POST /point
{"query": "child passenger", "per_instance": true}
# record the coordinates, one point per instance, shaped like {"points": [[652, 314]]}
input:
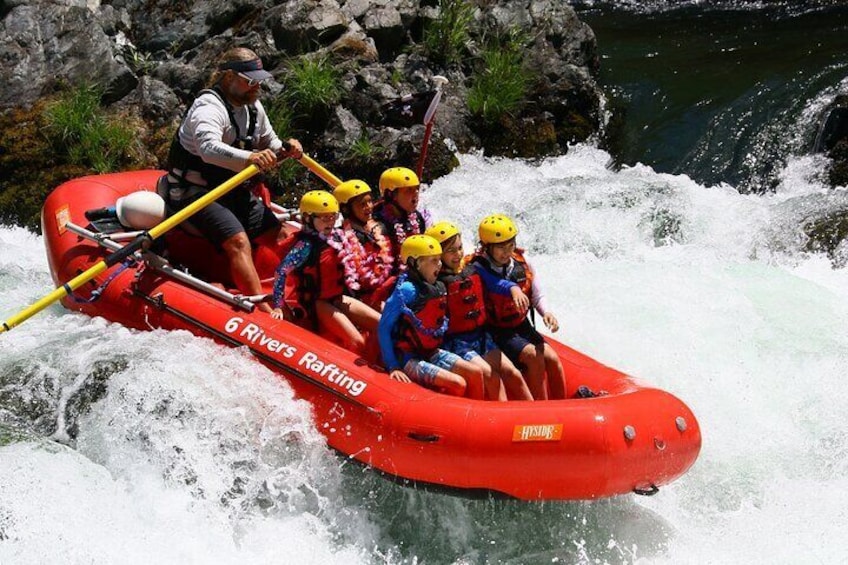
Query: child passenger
{"points": [[498, 258], [466, 314], [398, 210], [414, 322], [365, 252], [309, 283]]}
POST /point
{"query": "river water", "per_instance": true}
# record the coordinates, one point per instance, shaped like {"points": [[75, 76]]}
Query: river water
{"points": [[155, 447]]}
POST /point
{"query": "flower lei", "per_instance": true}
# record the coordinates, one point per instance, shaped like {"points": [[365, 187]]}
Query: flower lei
{"points": [[419, 325], [360, 267], [415, 227]]}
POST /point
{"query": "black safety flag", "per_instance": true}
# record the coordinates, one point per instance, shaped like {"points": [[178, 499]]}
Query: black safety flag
{"points": [[407, 110]]}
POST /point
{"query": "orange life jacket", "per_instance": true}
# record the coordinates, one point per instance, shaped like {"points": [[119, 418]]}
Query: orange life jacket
{"points": [[500, 309], [465, 300]]}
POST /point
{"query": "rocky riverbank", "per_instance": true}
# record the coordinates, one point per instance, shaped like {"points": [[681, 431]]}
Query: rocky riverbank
{"points": [[521, 80]]}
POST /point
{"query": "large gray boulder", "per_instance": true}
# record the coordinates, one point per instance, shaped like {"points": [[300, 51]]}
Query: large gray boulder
{"points": [[44, 44]]}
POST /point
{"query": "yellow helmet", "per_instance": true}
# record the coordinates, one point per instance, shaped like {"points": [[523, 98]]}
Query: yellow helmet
{"points": [[497, 228], [419, 246], [349, 189], [397, 177], [442, 231], [318, 202]]}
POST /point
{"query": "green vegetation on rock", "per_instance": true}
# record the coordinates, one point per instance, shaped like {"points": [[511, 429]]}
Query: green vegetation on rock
{"points": [[446, 39]]}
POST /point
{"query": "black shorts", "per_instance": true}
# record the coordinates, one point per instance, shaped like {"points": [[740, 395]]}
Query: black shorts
{"points": [[512, 341], [217, 223]]}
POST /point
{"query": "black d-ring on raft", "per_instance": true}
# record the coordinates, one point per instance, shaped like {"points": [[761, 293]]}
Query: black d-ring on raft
{"points": [[650, 491]]}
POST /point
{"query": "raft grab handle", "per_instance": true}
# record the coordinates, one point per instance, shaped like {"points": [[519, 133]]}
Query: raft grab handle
{"points": [[425, 438], [650, 491]]}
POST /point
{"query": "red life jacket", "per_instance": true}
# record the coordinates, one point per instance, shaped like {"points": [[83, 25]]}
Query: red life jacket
{"points": [[465, 300], [500, 308], [419, 331], [320, 277], [398, 225]]}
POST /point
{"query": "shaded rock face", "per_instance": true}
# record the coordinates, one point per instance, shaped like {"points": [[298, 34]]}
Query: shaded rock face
{"points": [[45, 43], [832, 139], [153, 56]]}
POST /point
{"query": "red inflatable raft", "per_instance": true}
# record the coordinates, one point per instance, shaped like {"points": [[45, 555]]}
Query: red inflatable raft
{"points": [[634, 439]]}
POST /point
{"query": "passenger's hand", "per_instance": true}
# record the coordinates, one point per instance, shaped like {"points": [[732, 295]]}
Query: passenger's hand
{"points": [[551, 322], [400, 376], [294, 150], [522, 303], [265, 159]]}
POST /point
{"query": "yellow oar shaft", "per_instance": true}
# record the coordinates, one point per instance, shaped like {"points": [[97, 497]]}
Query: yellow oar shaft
{"points": [[129, 249], [57, 294]]}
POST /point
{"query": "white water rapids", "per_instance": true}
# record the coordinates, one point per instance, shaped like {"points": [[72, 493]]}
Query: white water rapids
{"points": [[183, 451]]}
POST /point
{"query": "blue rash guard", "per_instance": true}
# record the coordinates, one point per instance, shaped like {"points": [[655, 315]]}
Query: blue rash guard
{"points": [[494, 283], [403, 294], [295, 258]]}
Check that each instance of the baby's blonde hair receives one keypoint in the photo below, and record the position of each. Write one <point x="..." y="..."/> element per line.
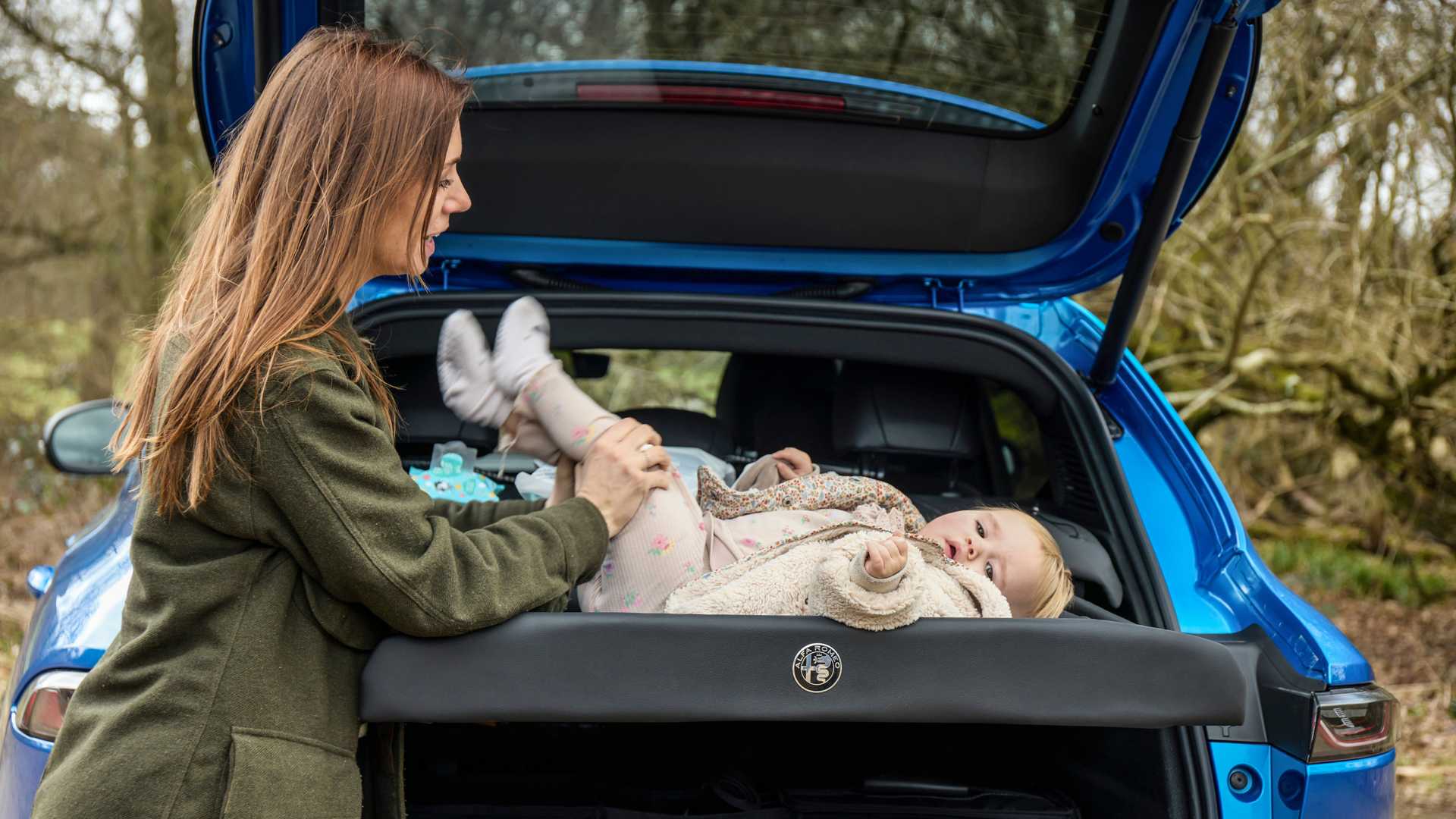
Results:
<point x="1055" y="586"/>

Assigned task
All of the data is to be transcribed exactly, with images omitted.

Reply to the exercise
POST /point
{"query": "child passenger", "per_instance": true}
# record the coordinates, one point per instance, shaped like {"points": [[652, 314]]}
input:
Query: child passenger
{"points": [[498, 258], [466, 314], [398, 210], [414, 322], [365, 252], [309, 283]]}
POST /point
{"query": "river water", "per_instance": true}
# record the coordinates, one point per instance, shaped like {"points": [[75, 76]]}
Query: river water
{"points": [[155, 447]]}
POST /point
{"query": "flower lei", "per_instance": true}
# record the coordinates, one point per instance, shaped like {"points": [[365, 187]]}
Query: flower lei
{"points": [[419, 325], [360, 267], [415, 227]]}
POST /point
{"query": "black safety flag", "per_instance": true}
# record the coordinates, one point per instance, shaped like {"points": [[178, 499]]}
Query: black safety flag
{"points": [[407, 110]]}
POST /point
{"query": "orange life jacket", "per_instance": true}
# record the coordinates, one point per instance, shaped like {"points": [[119, 418]]}
Query: orange life jacket
{"points": [[500, 309], [465, 300]]}
POST /point
{"query": "rocky riverbank", "per_instance": true}
# record the coordinates, one point per instance, shaped like {"points": [[681, 431]]}
Query: rocky riverbank
{"points": [[521, 80]]}
POST /point
{"query": "large gray boulder", "per_instance": true}
# record the coordinates, one point per instance, shaped like {"points": [[300, 51]]}
Query: large gray boulder
{"points": [[44, 44]]}
POST /point
{"query": "yellow helmet", "per_instance": true}
# record the coordinates, one point per instance, shaped like {"points": [[523, 98]]}
Query: yellow helmet
{"points": [[497, 228], [419, 246], [349, 189], [397, 177], [442, 231], [318, 202]]}
POST /point
{"query": "green vegetation on rock", "per_instance": true}
# record the coordinates, one point per instance, shaped like {"points": [[511, 429]]}
Query: green vegetation on rock
{"points": [[446, 39]]}
POST /point
{"query": "black shorts", "per_instance": true}
# record the coordinates, one point per instance, shaped like {"points": [[740, 395]]}
Query: black shorts
{"points": [[512, 341], [217, 223]]}
POST /point
{"query": "black d-ring on raft", "per_instance": true}
# record the coordinates, one point per instance, shaped like {"points": [[761, 293]]}
Query: black d-ring on raft
{"points": [[650, 491]]}
POST /point
{"query": "raft grab handle", "per_instance": true}
# record the coordinates, one point per instance, shaped like {"points": [[519, 133]]}
Query: raft grab handle
{"points": [[425, 438], [650, 491]]}
POST /point
{"query": "red life jacket", "per_instance": true}
# record the coordinates, one point per instance, shaped like {"points": [[83, 25]]}
Query: red life jacket
{"points": [[465, 300], [500, 308], [419, 331], [320, 277], [398, 225]]}
POST /point
{"query": "shaded rock face", "per_instance": true}
# record the coordinates, one point per instance, shaped like {"points": [[298, 34]]}
Query: shaded rock face
{"points": [[45, 43], [832, 139], [153, 56]]}
POST /point
{"query": "red inflatable raft", "per_instance": true}
# record the coordinates, one point per instance, shaped like {"points": [[45, 555]]}
Query: red inflatable raft
{"points": [[634, 439]]}
POST /point
{"query": "passenger's hand", "per_instance": true}
# record the coordinates, one point per instance, shaped like {"points": [[732, 295]]}
Query: passenger's hand
{"points": [[551, 322], [400, 376], [294, 150], [522, 303], [265, 159]]}
POST /point
{"query": "yellow oar shaft", "per_instance": true}
# record the coordinates, one point per instance, shaped like {"points": [[97, 497]]}
Query: yellow oar shaft
{"points": [[129, 249], [57, 294]]}
POST /point
{"query": "white water rapids", "per_instance": true}
# record the coordinates, one point per instance, shaped like {"points": [[72, 493]]}
Query: white water rapids
{"points": [[183, 451]]}
POST /point
{"query": "blue rash guard", "per_instance": true}
# record the coordinates, one point per instance, shaped like {"points": [[655, 315]]}
Query: blue rash guard
{"points": [[494, 283], [403, 294], [295, 258]]}
Check that each instance of the baby's blonde hair receives one keypoint in the photo below, and record the position of each. Write one <point x="..." y="..."/> element per line.
Results:
<point x="1055" y="586"/>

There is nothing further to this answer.